------ Data records

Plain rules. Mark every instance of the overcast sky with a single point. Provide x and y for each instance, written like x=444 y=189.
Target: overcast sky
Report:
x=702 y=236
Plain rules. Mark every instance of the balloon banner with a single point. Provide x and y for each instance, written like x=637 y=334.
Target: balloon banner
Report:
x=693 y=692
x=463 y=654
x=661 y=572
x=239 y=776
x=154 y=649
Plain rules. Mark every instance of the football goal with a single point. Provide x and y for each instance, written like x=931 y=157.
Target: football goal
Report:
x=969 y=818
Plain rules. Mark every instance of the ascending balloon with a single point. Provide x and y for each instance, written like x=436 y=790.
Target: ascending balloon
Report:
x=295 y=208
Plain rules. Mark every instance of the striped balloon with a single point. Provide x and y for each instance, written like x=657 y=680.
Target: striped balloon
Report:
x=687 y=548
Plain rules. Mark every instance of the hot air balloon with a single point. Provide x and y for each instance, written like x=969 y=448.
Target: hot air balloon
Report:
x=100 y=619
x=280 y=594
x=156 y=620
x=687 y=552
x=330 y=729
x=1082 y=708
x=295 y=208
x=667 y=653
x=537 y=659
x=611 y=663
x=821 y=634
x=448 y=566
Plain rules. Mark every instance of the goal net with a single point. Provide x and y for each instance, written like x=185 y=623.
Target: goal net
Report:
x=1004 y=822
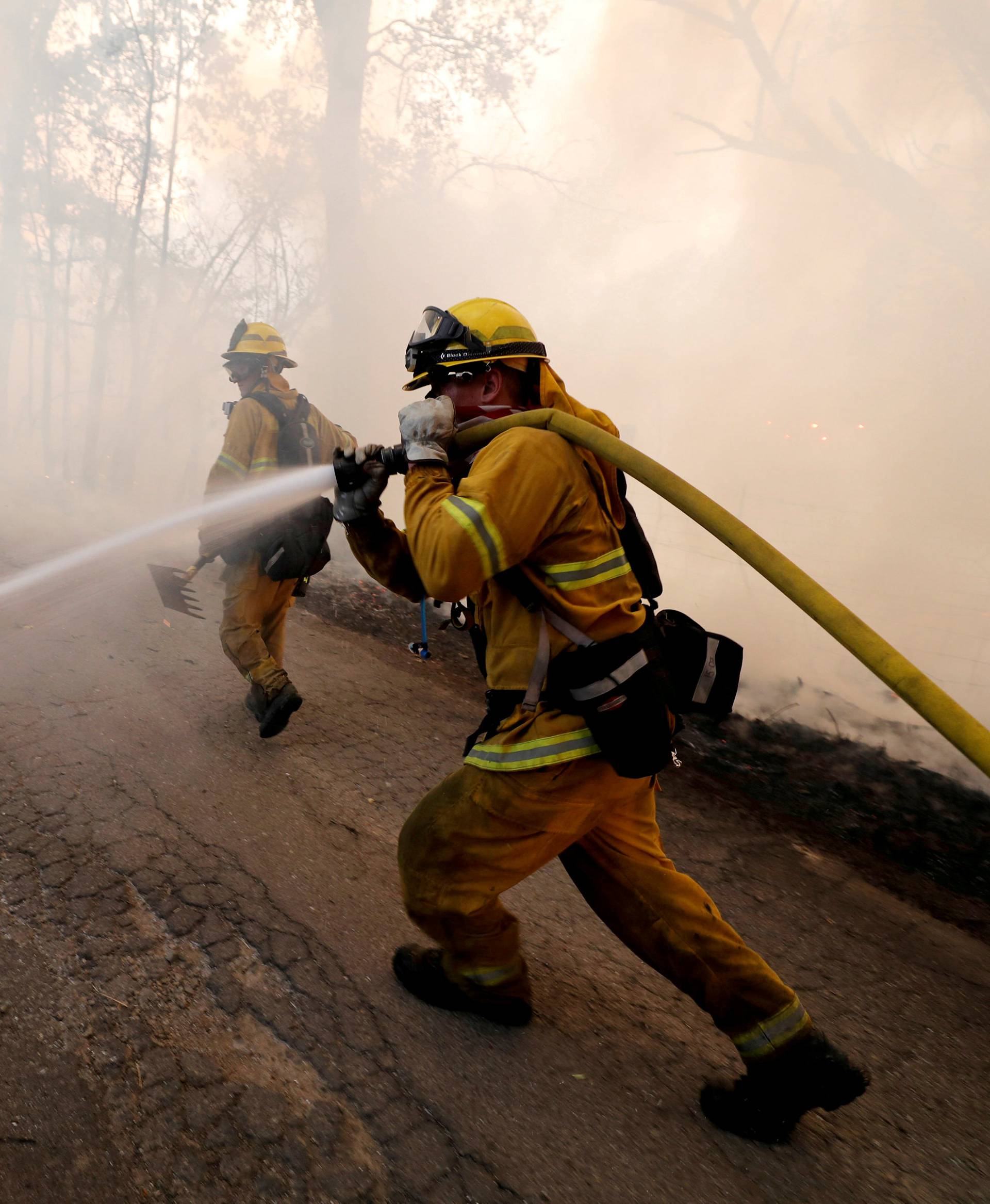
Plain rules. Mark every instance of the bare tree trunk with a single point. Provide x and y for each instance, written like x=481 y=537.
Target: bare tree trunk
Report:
x=344 y=33
x=67 y=363
x=103 y=326
x=174 y=146
x=124 y=454
x=23 y=34
x=48 y=361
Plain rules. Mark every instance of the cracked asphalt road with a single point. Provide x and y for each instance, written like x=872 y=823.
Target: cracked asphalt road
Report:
x=195 y=941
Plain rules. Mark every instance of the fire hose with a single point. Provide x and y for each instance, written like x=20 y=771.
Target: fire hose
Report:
x=895 y=671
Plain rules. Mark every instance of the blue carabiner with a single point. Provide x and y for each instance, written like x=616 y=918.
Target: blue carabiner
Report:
x=421 y=647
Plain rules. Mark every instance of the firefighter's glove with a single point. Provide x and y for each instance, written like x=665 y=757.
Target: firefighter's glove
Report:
x=427 y=427
x=358 y=503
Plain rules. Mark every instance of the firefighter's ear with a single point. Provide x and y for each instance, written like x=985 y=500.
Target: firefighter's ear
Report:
x=491 y=383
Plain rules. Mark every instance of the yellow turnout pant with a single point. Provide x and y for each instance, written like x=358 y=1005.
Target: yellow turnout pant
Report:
x=253 y=628
x=481 y=832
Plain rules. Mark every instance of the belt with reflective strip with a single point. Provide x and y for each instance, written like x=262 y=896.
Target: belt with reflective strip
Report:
x=473 y=517
x=232 y=465
x=534 y=754
x=579 y=574
x=771 y=1035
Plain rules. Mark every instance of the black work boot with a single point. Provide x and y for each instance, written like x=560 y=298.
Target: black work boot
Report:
x=279 y=709
x=255 y=702
x=421 y=973
x=767 y=1102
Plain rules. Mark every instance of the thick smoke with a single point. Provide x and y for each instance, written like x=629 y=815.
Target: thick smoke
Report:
x=796 y=323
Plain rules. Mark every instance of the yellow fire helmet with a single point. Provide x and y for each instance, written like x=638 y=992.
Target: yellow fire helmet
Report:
x=258 y=339
x=475 y=332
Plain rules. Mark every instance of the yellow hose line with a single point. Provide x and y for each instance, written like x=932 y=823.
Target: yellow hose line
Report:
x=904 y=678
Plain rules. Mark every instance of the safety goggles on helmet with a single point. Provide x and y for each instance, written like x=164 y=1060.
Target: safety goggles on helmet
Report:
x=436 y=332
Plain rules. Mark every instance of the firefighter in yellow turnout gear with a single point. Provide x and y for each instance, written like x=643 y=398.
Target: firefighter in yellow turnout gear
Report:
x=255 y=606
x=534 y=785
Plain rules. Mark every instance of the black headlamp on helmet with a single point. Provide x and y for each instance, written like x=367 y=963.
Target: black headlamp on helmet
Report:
x=437 y=330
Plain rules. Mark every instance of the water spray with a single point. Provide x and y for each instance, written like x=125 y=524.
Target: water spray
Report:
x=244 y=506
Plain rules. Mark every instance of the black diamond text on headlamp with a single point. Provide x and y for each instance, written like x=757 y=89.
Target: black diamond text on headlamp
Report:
x=437 y=329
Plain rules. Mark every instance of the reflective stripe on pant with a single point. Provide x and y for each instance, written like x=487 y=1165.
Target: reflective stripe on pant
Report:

------------

Your task is to reproduce all of the material exactly. The pictures stay out.

Plain rules. Mark every instance of the overcast sky with a single point. Provide x and y for each instance, written like x=444 y=189.
Target: overcast sky
Report:
x=702 y=236
Plain rules. Mark every instance of the balloon banner with a single point. Provide x and y for each instance, written like x=637 y=334.
Target: balloon banner
Report:
x=693 y=692
x=463 y=654
x=661 y=572
x=239 y=776
x=154 y=649
Plain rules. Mark every instance of the football goal with a single point. Provide x and y for each instance, written like x=931 y=157.
Target: football goal
Report:
x=969 y=818
Plain rules. Mark every instance of the ascending balloon with a single point. Provide x and y for each instance, written like x=436 y=790.
Target: ascending balloon
Report:
x=295 y=208
Plain rules. Mark every instance of the striped balloon with a single point. Provide x and y for each instance, written like x=657 y=680.
Target: striped balloon
Report:
x=687 y=548
Plain rules. Mark every instance of the hot air balloon with a single point. Provide x and y for each instance, written like x=969 y=448.
Target: hot air balloon
Report:
x=100 y=619
x=280 y=594
x=156 y=620
x=687 y=552
x=330 y=729
x=1082 y=708
x=295 y=208
x=667 y=653
x=537 y=659
x=611 y=663
x=821 y=634
x=448 y=566
Plain rules. Mark every instance of the goal net with a single point. Provide x and y for each instance, written like x=185 y=623.
Target: goal net
Report:
x=1004 y=822
Plain rules. Mark every instance of the bare tree trunk with a single point. Provide x and y for each instance, written like x=481 y=537.
Target: bare tree trunk
Report:
x=344 y=33
x=67 y=363
x=103 y=326
x=174 y=146
x=124 y=454
x=23 y=34
x=48 y=361
Plain rules. Mark every instance of the cracked asphalt road with a single point. Provide x and y for each instance, written like x=872 y=823.
Target: cracked asphalt road
Report:
x=195 y=941
Plain rules. Mark every instance of the fire hose with a single point. Provide x and y for each instance, written like x=20 y=771.
Target: fire hose
Report:
x=895 y=671
Plain rules. Mark every instance of the blue carabiner with a single point. Provide x and y for each instance, written like x=616 y=918.
Target: blue carabiner
Report:
x=421 y=647
Plain rules. Mark every instance of the firefighter's glove with a single point. Provide x and y for each instance, written like x=665 y=757.
Target: firefighter's glove
Report:
x=427 y=427
x=358 y=503
Plain rules. Mark every instance of the firefighter's ear with a single point. Provide x and y for each instance, written like x=985 y=500.
Target: firefighter's ear
Report:
x=491 y=383
Plain rules. Mark every instance of the yellow turnout pant with a single point. Provide x and y for each instance, written like x=358 y=1005.
Target: yellow turnout pant
Report:
x=253 y=628
x=481 y=832
Plain rules. Mark every instance of the belt with reflective strip with a single point. Provide x and y for each instance, written like x=262 y=896.
Target: belt with reflective strip
Report:
x=473 y=517
x=232 y=465
x=534 y=754
x=579 y=574
x=771 y=1035
Plain rules. Mark every instance of the black work boot with a single point. Provide x and y for each instance, written like x=560 y=298.
Target: black work boot
Report:
x=279 y=709
x=255 y=702
x=421 y=973
x=767 y=1102
Plain rules. Mark every instance of the thick smoke with a single point. Provide x and y for each instance, written like x=629 y=815.
Target: thick smoke
Report:
x=796 y=323
Plain rules. Mark every instance of the yellow fire helmet with a single point. Provide x and y for each instance, written like x=638 y=992.
Target: yellow fire helmet
Report:
x=258 y=339
x=475 y=332
Plain rules. Mark every instance of the yellow hose line with a single point. Provide x and y for each instance, written like x=932 y=823.
Target: yellow hose line
Report:
x=904 y=678
Plain rules. Mark every instance of the safety goggles on helmet with a single point. Provide x and y for each instance, written like x=164 y=1060.
Target: safety goggles on helmet
Report:
x=436 y=332
Plain rules. Mark every instance of the firefighter in yellow turnout gear with a single point. Provide x and y for each instance, written like x=643 y=398.
Target: firefighter in yellow turnout gear
Report:
x=255 y=606
x=534 y=785
Plain rules. Mark every instance of the black headlamp on helmet with a single point. Provide x and y for each instance, written like x=367 y=963.
Target: black headlamp on helmet
Report:
x=437 y=330
Plain rules. Mark every instance of the water spray with a single point. Provide x and y for each instance, written like x=125 y=524.
Target: water spray
Report:
x=244 y=506
Plain rules. Mark every instance of the black diamond text on headlamp with a single point. Provide x and y for each instance, written like x=757 y=89.
Target: black diamond text on headlamp
Report:
x=437 y=329
Plain rules. Mark every instance of the reflective stripe on pant with a single point. Provide x and y for each instance, written like x=487 y=1165.
Target: reflective stripe on pant
Report:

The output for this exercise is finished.